### PROVIDED TEXT ###
Muslim ecotheologists also maintain that many chapters of the Qur’an are named after specific animals and natural incidents, such as: ‘the Cow’, ‘the Cattle’, ‘the Thunder’, ‘the Bee’, ‘the Ant’, ‘the Daybreak’, ‘the Sun’, ‘the Night’, ‘the Fig’ and ‘the Elephant’ which indicates that Islamic theology doesn’t recognize man a “living being” independent of his (her) environment and the laws that operate therein. Islam advocates that “physically” all ecological factors such air, water, earth, plants and animals support human life. Therefore, man’s attitude towards his/her environment should be based on the principles of justice (‘adl), wisdom(hikmah) and compassion (rahmah). They are also of the opinion that Islam has characterized all natural phenomena as divine signs of God (ayaat-ul-Allah); manifesting His knowledge, wisdom and power. Therefore, it would be right to claim that environment offers profound and constant opportunities to man to be aware of God’s presence and any maltreatment to environmental factors would tantamount man’s negligence towards giving due “respect” to God’s noticeable signs.
###
# PROBLEMS:
a) According to the passage on Islamic ecotheology, on which three principles should a person's attitude toward the environment be based?
b) Continue the passage on Islamic ecotheology from its last sentence.
The listing that comes next has no connection to the passage on Islamic ecotheology.
### SUPPLIED INFORMATION ###
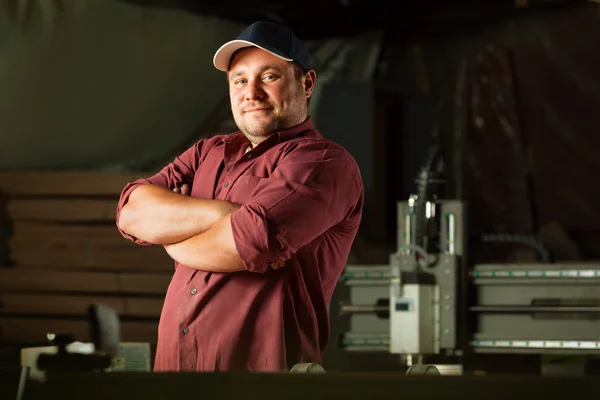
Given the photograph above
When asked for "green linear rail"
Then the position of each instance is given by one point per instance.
###
# RESULTS FOR THE EXERCISE:
a) Justice ('adl), wisdom (hikmah) and compassion (rahmah).

b)
However, giving respect doesn’t entail that man cannot take advantage from the nature and its abundant resources positively. Rather, it means while benefiting from the nature, he (she) has to abide by certain principles which form basis of the Islamic ecotheology. These principles can be described as following:

Trusteeship (amanah):

To understand the concept of trusteeship, it is important to understand the nature of relation between the God, man and earth. From the Islamic point of view, whole of earth and all its abundant resources are seen as a divine gift from God and man as the vicegerent (khalifah) of God on the earth (2:30; 6:165; 35:39). The principle of man’s vicegerency tells us that absolute ownership of resources of the earth belong to God and man has been positioned as trustee having right to creatively use it, maintain it and deliver back to God in the best possible conditions. The following Qur’anic verse emphasizes the point, “Believe in Allah and His messenger, and spend of that whereof He hath made you trustees… (57:7).” The meaning of this verse has been appropriately conveyed by Ali ibn Abi-Talib, who said, “partake of it gladly so long as you are the benefactor, not despoiler; a cultivator, not destroyer…man’s abuse of any resource is prohibited”. Hazrat Ali’s explanation suggests that man has been endowed with “special status” over the rest of creation, but, it doesn’t give him (her) liberty to exploit the earth and use its resources extravagantly.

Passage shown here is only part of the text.